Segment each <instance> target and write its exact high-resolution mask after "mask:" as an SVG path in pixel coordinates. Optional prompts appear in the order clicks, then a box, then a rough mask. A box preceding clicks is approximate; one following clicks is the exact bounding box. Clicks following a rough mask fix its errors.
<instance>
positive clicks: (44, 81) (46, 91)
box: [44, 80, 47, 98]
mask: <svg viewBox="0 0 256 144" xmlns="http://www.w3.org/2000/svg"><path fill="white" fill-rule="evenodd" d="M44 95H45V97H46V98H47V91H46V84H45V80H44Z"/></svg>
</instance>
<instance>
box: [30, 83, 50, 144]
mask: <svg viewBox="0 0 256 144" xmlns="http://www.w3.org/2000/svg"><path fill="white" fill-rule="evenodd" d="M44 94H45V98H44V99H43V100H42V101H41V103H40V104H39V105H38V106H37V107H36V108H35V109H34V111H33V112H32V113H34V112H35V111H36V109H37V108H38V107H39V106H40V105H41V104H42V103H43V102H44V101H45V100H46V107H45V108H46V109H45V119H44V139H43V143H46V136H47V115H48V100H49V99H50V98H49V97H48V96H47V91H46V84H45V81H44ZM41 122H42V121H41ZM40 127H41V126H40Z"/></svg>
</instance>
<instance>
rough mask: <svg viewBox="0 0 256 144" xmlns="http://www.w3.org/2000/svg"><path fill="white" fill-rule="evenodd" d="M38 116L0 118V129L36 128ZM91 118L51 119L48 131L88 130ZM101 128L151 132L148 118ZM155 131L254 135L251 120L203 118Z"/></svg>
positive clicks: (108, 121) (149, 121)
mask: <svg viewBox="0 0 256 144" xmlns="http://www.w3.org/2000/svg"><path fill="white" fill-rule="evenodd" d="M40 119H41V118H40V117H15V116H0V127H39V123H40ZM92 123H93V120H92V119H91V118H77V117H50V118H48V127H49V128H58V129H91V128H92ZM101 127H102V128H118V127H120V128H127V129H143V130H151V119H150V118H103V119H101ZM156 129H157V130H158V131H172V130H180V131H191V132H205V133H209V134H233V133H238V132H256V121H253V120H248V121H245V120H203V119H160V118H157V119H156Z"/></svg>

----------------------------------------

What you need to do: Find each line in the material above that contains the string "evenodd", and copy those lines out in full. Matching is case-sensitive.

Exercise response:
mask: <svg viewBox="0 0 256 144" xmlns="http://www.w3.org/2000/svg"><path fill="white" fill-rule="evenodd" d="M44 95H45V97H46V98H47V91H46V84H45V80H44Z"/></svg>
mask: <svg viewBox="0 0 256 144" xmlns="http://www.w3.org/2000/svg"><path fill="white" fill-rule="evenodd" d="M44 94H45V98H44V99H43V100H42V101H41V103H40V104H39V105H38V106H37V107H36V108H35V109H34V111H33V112H32V113H34V112H35V111H36V109H37V108H38V107H39V106H40V105H41V104H42V103H43V102H44V101H45V100H46V107H45V108H46V109H45V119H44V139H43V143H46V136H47V115H48V100H49V99H50V98H49V97H48V96H47V91H46V84H45V81H44ZM41 122H42V121H41ZM40 127H41V126H40Z"/></svg>
rough mask: <svg viewBox="0 0 256 144" xmlns="http://www.w3.org/2000/svg"><path fill="white" fill-rule="evenodd" d="M38 116L0 118V129L36 128ZM91 118L51 119L48 131L88 130ZM101 128L151 132L148 118ZM155 131L254 135L251 120L203 118Z"/></svg>
mask: <svg viewBox="0 0 256 144" xmlns="http://www.w3.org/2000/svg"><path fill="white" fill-rule="evenodd" d="M40 119H41V118H40V117H15V116H0V127H39V123H40ZM92 123H93V120H92V119H91V118H77V117H50V118H48V127H49V128H58V129H91V128H92ZM101 127H102V128H118V127H120V128H127V129H143V130H151V119H150V118H103V119H101ZM156 129H157V130H158V131H172V130H180V131H191V132H205V133H209V134H233V133H238V132H256V121H253V120H248V121H245V120H203V119H160V118H157V119H156Z"/></svg>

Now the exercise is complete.